◆ DATASET ENTRIES ◆
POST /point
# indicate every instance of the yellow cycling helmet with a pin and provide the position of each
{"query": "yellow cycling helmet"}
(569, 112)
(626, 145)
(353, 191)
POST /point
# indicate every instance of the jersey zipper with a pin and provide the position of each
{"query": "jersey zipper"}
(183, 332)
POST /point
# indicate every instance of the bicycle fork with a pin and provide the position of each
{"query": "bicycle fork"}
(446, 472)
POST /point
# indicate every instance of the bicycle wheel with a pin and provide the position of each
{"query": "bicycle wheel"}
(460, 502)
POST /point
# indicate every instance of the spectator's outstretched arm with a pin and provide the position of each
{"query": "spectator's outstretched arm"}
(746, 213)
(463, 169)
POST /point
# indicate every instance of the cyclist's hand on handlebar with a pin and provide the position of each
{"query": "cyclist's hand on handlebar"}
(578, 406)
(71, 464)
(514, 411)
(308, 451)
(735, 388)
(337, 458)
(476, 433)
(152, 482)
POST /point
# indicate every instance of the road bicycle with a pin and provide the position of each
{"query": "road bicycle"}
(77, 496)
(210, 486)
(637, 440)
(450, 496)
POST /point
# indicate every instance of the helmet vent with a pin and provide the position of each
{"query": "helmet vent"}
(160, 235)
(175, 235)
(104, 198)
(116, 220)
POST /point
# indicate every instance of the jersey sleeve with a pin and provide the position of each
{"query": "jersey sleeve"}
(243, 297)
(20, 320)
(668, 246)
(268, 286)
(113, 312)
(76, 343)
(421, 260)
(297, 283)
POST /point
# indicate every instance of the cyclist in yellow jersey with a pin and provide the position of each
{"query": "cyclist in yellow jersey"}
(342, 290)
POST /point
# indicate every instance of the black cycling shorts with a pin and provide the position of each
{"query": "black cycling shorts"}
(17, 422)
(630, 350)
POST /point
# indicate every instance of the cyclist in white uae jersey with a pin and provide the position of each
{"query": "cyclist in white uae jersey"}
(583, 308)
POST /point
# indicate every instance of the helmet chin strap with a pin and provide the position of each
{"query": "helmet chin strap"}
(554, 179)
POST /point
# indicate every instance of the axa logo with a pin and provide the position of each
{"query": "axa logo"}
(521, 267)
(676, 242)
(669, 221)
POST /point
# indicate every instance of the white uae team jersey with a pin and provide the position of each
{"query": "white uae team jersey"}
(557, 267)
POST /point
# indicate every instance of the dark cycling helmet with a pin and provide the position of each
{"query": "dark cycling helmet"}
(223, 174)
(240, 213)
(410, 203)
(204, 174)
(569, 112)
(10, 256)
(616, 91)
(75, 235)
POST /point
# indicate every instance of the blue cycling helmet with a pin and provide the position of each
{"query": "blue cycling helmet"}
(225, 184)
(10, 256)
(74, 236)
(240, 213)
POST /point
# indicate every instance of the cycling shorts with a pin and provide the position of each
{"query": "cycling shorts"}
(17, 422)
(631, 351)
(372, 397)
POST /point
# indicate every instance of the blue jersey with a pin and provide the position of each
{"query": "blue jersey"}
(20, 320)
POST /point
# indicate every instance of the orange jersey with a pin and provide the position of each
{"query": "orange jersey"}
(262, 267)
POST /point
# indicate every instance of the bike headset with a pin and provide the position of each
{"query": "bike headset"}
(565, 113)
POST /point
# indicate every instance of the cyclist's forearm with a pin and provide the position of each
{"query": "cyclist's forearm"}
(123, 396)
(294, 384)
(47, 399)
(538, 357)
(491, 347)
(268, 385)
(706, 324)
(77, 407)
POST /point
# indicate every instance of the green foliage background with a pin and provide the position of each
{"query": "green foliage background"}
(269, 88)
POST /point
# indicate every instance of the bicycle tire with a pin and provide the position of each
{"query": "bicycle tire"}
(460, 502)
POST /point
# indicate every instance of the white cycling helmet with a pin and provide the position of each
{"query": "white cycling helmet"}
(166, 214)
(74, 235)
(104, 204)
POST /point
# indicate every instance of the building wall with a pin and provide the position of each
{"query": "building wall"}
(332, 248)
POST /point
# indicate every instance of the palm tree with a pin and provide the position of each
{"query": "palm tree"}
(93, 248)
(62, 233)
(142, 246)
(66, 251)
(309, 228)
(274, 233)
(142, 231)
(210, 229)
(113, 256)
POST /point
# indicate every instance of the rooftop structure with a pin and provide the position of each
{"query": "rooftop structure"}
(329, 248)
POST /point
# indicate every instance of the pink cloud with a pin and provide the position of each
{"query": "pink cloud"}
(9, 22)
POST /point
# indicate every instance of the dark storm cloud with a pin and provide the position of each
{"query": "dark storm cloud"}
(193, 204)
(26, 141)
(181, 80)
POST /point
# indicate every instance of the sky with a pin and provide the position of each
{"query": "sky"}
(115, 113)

◆ THE PROBLEM ◆
Extract the whole listing, character for character.

◆ WRITTEN RESPONSE ◆
POST /point
# indicate every instance of the yellow cycling helmet with a pin and provide the position of each
{"query": "yellow cycling helmet"}
(569, 112)
(626, 145)
(353, 191)
POST /point
# indicate every instance of the jersey zipper with a pin and provide the position of each
{"query": "jersey zipper"}
(183, 332)
POST /point
# indicate every instance of the bicycle fork with a pin and provide the position of each
{"query": "bicycle fork"}
(446, 472)
POST /point
# indicate every instance of the bicycle wheel with a pin and provide the position of each
{"query": "bicycle wheel"}
(460, 502)
POST /point
# indicate every instance of the spectator's outstretched arm with a pin and provide the position of each
{"query": "spectator's outstretched arm"}
(746, 213)
(463, 169)
POST /point
# indicate every instance of the cyclist's hand on handlebar with a pin and provide the position of each
{"query": "cyclist's hand on handlebar"}
(578, 406)
(71, 464)
(514, 411)
(308, 451)
(735, 388)
(337, 458)
(476, 433)
(152, 482)
POST /point
# indicate every instance of the road bicycle with a pin and provide the position of each
{"query": "road bicycle"}
(77, 496)
(210, 486)
(637, 440)
(450, 496)
POST /point
# indicate every instance of the helmet vent with a pin and provide the position of each
{"query": "helmet vent"}
(160, 235)
(175, 235)
(104, 198)
(116, 220)
POST /point
# indicate every instance of the jersey sleeve with a pin and provide the position of each
{"query": "jersey sleeve"}
(243, 297)
(20, 320)
(668, 246)
(268, 286)
(113, 312)
(76, 343)
(421, 260)
(297, 283)
POST /point
# indicate every instance of the cyclist in yellow jersey with a pin and provide the position of each
{"query": "cyclist in yellow jersey"}
(342, 290)
POST /point
# indicate every instance of the black cycling shorts with a pin and provide the position of each
{"query": "black cycling shorts"}
(17, 422)
(630, 350)
POST /point
# indicate every instance of the cyclist in white uae jersey with a pin and provide the position of each
{"query": "cyclist in white uae jersey"}
(583, 308)
POST /point
# indicate every instance of the helmet chin strap with a pin and provide the position of each
{"query": "helmet chin strap"}
(554, 179)
POST /point
# indicate every instance of the axa logo with a pin and provide the position of each
{"query": "axa logo"}
(521, 267)
(676, 242)
(669, 221)
POST /point
# indicate every instance of the white uae team jersey with a pin and provide the position of each
{"query": "white uae team jersey"}
(557, 267)
POST /point
# indicate every instance of the dark cycling helmet with a pin and provide the position of each
{"query": "dark cycling helmet"}
(223, 174)
(240, 213)
(410, 203)
(204, 174)
(569, 112)
(10, 256)
(616, 91)
(75, 235)
POST /point
# indicate every instance of the blue cycling helmet with a pin and provide the position of each
{"query": "blue cycling helmet"}
(225, 184)
(10, 256)
(74, 236)
(240, 213)
POST /point
# indicate every instance of the cycling shorts with a pin and provide the position of each
{"query": "cycling shorts"}
(17, 422)
(631, 351)
(372, 397)
POST /point
# indicate every instance of the blue jersey with a pin and provide the position of each
{"query": "blue jersey"}
(20, 320)
POST /point
# indicate every instance of the orange jersey with a pin and provide the position of each
{"query": "orange jersey"}
(262, 267)
POST /point
# indicate every instance of the bike headset with a pin and provide the position of each
{"query": "bike headset"}
(565, 113)
POST /point
# indicate every instance of the cyclist's forearm with a pin and provide the position of each
{"query": "cyclist's forearm"}
(123, 396)
(294, 384)
(47, 399)
(538, 357)
(491, 347)
(268, 385)
(706, 324)
(77, 407)
POST /point
# indicate every instance of the green foliage background with a pin and provide the position of each
{"query": "green foliage background"}
(269, 88)
POST /point
# indicate every instance of the bicycle tire with a pin and provide the position of each
{"query": "bicycle tire"}
(460, 502)
POST /point
# indicate every instance of the white cycling helmet with a pin and provide the position of each
{"query": "white cycling helmet"}
(166, 214)
(74, 235)
(104, 204)
POST /point
# indicate every instance of the building wall with a pin and provide the position of each
{"query": "building wall"}
(332, 248)
POST /point
# indicate every instance of the palm tree with a pin and provide the position of each
{"query": "palm tree"}
(93, 248)
(62, 233)
(142, 246)
(66, 251)
(309, 228)
(274, 233)
(142, 231)
(210, 229)
(113, 256)
POST /point
# indicate every instance of the rooftop structure with a pin and provide the position of each
{"query": "rooftop structure"}
(329, 248)
POST /point
# indicate every instance of the pink cloud with a pin and provide the position of each
{"query": "pink cloud"}
(9, 22)
POST /point
# indicate every instance of the dark storm cloud with a pin and provide the position of each
{"query": "dark storm cloud"}
(193, 204)
(26, 141)
(181, 80)
POST /point
# indicate every instance of the sky with a pin and provide the position of each
{"query": "sky"}
(115, 113)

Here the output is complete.